What this task involves — Search the entries for the word "grassy". Copy every line where it turns up.

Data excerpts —
══════════════════════════════

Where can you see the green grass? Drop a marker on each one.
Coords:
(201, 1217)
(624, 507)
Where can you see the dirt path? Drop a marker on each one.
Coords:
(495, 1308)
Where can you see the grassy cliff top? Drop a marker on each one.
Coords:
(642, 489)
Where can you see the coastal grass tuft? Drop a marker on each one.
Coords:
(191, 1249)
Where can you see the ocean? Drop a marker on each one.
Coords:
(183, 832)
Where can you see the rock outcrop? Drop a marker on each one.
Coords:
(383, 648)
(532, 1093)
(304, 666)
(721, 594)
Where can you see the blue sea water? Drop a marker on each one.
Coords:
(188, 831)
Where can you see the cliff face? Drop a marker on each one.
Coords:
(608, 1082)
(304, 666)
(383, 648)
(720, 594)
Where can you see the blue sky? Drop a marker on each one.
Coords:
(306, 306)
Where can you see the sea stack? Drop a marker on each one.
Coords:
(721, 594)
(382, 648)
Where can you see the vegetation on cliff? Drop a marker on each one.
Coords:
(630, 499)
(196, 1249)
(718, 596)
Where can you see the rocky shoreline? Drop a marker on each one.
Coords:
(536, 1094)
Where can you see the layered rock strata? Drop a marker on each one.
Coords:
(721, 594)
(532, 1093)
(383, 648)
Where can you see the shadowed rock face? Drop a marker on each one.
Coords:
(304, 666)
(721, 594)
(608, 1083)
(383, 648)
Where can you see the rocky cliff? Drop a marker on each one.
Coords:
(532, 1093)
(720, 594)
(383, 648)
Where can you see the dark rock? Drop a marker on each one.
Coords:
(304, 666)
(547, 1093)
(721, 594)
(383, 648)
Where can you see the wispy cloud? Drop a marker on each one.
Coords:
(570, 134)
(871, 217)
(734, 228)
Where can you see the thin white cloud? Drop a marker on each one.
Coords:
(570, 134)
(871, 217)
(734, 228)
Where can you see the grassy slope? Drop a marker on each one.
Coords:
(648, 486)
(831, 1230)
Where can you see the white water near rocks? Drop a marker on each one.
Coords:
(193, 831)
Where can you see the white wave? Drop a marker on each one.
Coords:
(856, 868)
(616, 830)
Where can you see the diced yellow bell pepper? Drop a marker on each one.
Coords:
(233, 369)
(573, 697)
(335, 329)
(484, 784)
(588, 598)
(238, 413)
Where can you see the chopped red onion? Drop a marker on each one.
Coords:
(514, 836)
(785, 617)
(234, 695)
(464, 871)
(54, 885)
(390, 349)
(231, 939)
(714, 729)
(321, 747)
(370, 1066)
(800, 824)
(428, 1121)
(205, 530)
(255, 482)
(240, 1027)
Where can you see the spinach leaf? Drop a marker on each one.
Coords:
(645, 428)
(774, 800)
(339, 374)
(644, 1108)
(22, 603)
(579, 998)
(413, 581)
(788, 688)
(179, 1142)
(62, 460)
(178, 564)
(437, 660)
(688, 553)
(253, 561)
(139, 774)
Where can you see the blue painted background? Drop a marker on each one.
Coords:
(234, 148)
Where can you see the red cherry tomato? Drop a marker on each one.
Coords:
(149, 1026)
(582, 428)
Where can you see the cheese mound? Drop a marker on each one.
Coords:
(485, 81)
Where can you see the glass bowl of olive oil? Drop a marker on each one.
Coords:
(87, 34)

══════════════════════════════

Response box —
Where can you see the grassy cliff top? Drop a marker on each one.
Where can you see the grassy slope? Drop a marker on each one.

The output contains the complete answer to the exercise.